§ What you should do: Copy the listing below line for line, changing nothing.

--- START Listed records ---

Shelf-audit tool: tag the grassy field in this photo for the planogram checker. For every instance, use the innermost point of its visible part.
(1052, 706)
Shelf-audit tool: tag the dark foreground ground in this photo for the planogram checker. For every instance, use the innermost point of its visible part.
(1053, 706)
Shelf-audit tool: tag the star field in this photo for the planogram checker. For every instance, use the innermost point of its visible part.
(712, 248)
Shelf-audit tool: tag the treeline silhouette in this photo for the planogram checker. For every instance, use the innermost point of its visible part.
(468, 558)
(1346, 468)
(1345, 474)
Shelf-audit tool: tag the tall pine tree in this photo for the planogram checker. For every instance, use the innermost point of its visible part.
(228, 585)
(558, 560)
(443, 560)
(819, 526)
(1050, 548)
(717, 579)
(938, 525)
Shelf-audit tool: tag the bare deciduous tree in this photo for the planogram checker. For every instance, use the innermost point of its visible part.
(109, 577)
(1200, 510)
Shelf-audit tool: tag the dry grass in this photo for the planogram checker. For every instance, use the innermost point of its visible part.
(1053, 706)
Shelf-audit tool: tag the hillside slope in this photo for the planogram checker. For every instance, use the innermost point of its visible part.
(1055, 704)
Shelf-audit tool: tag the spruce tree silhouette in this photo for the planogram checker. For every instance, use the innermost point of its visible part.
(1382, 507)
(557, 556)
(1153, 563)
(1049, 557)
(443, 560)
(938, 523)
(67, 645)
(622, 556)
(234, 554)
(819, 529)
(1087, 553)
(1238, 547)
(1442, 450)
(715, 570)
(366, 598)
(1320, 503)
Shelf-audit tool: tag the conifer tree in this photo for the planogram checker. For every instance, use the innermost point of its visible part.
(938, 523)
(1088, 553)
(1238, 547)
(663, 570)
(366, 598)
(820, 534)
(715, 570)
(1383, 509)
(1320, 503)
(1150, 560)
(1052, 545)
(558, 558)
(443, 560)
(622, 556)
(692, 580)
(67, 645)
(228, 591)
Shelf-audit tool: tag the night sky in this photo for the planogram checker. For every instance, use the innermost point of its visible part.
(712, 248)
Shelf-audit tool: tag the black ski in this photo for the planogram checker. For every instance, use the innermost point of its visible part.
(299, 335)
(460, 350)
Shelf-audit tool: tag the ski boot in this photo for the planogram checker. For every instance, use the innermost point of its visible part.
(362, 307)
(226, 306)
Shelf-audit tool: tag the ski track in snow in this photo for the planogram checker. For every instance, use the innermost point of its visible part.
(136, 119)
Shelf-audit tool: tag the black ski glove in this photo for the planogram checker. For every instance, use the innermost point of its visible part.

--- END Listed records ---

§ Full answer:
Shelf-audit tool: tag the grassy field in this photo for the planogram checker. For every instance, use the innermost point of its visible part.
(1052, 706)
Shelf-audit tool: tag the dark foreground ground in this photo for the planogram checker. For every instance, use the innermost point of its visible part.
(1053, 706)
Shelf-audit tool: tag the star field in this photo for the planogram checker. For every instance, use the innermost point of its visible part.
(712, 248)
Shelf-audit tool: tag the treeline silhouette in this photo for the planogram checker. For every instance, use the innermost point of its visible part.
(468, 558)
(1346, 468)
(1345, 474)
Shelf-audit tool: tag the tall pine tree in this photo for the planogram checker. For every instance, use the innermost point of its visible part.
(228, 585)
(558, 560)
(443, 560)
(819, 526)
(1050, 548)
(717, 579)
(938, 525)
Shelf-audit tool: tag the bare deciduous tree in this photo for the planogram checker. For every instance, use the innermost point of its visible part.
(109, 577)
(1200, 510)
Shelf-audit tool: tag the dry grass in this photo for the planogram checker. For every instance, use the innermost point of its visible part.
(1053, 706)
Shelf-audit tool: tag the hillside slope in this photo for the planogram checker. For every instance, use the innermost point of its visible part.
(1055, 704)
Shelf-audit tool: tag the spruce tree silhouette in this photo for the planogram checker. For every instance, use the innermost point of its visible part.
(1382, 507)
(557, 556)
(1153, 563)
(1049, 557)
(443, 560)
(938, 523)
(67, 645)
(622, 556)
(234, 554)
(819, 529)
(1087, 553)
(1238, 547)
(1442, 450)
(715, 570)
(366, 598)
(1320, 503)
Shelf-audit tool: tag the conifer tree in this photo for the planogram checker. For every instance, use the innermost point of its visible part.
(938, 523)
(1088, 553)
(1238, 547)
(663, 570)
(366, 598)
(820, 534)
(715, 570)
(1383, 509)
(1320, 503)
(1150, 560)
(1052, 545)
(558, 558)
(443, 560)
(622, 556)
(692, 580)
(67, 645)
(228, 591)
Shelf-audit tool: tag the night sky in this photo for the planogram checker. For every instance, use the innermost point of its visible part.
(712, 248)
Shelf-audit tool: tag the black ski in this photo for the planogram checker. For every instance, use the innermost point of its visible part.
(299, 335)
(460, 350)
Shelf-audit tool: tag the ski boot in this photo for the planogram checker. For every instance, use the innermost point of its visible part.
(362, 307)
(226, 306)
Shelf-audit tool: tag the ski track in snow in this photo for the planogram checker. For every instance, use the innermost point of its visible part.
(136, 119)
Shelf-audit tool: tag the black ski glove in this photo for the planogram checker. For every instance, use the innermost point of its visible part.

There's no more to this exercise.